=== Exercise goal ===
Please format the listing below as a two-column CSV with the headers "prompt" and "points", one row per entry, with each text and its answer in its own quoted field and line breaks replaced by spaces. Omit the pictures.

=== Data for processing ===
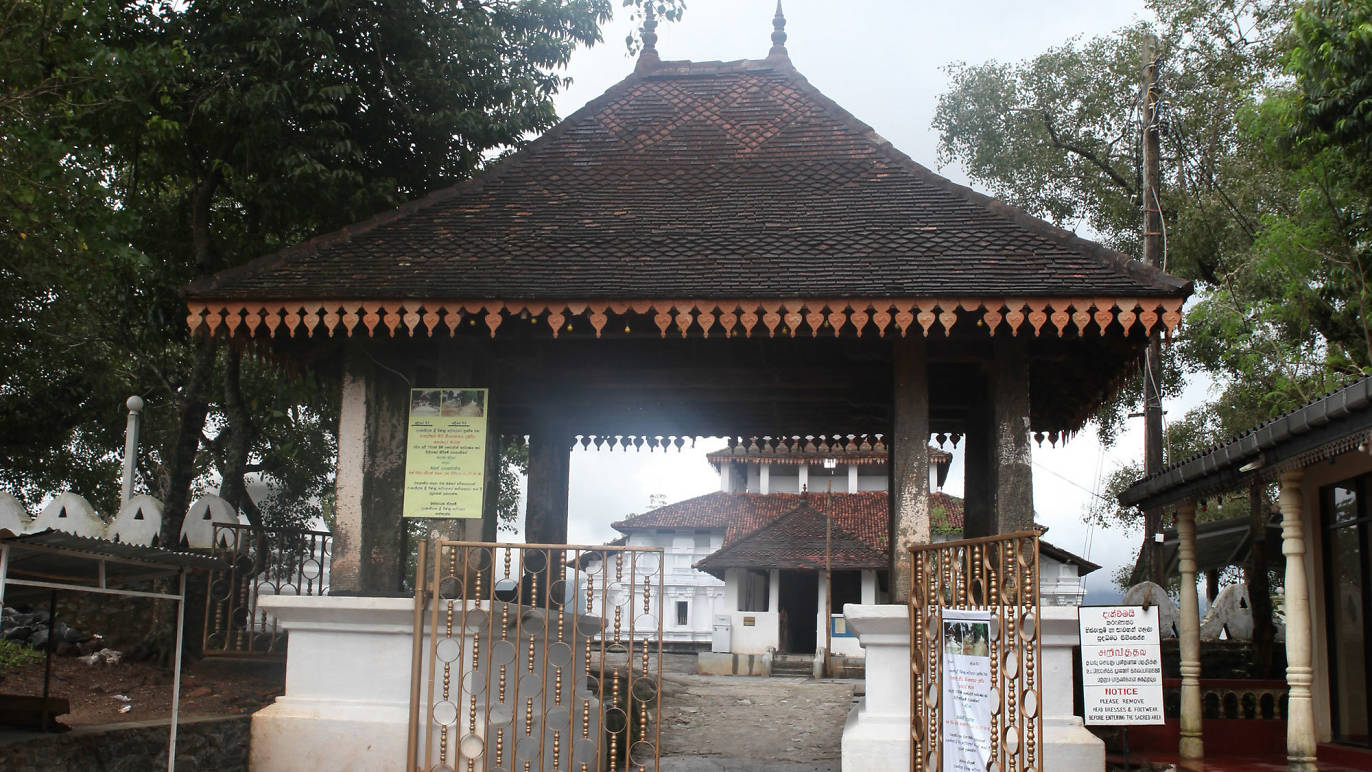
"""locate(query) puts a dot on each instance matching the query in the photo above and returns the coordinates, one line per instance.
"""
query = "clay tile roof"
(863, 514)
(699, 180)
(799, 454)
(796, 540)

=== The response ===
prompt,points
"""""""locate(query) puts a dot on each instance matching the query in the photo above and returns the coordinates, one line per instance. """""" query = ""clay tile roof""","(863, 514) (699, 180) (799, 454) (796, 540)"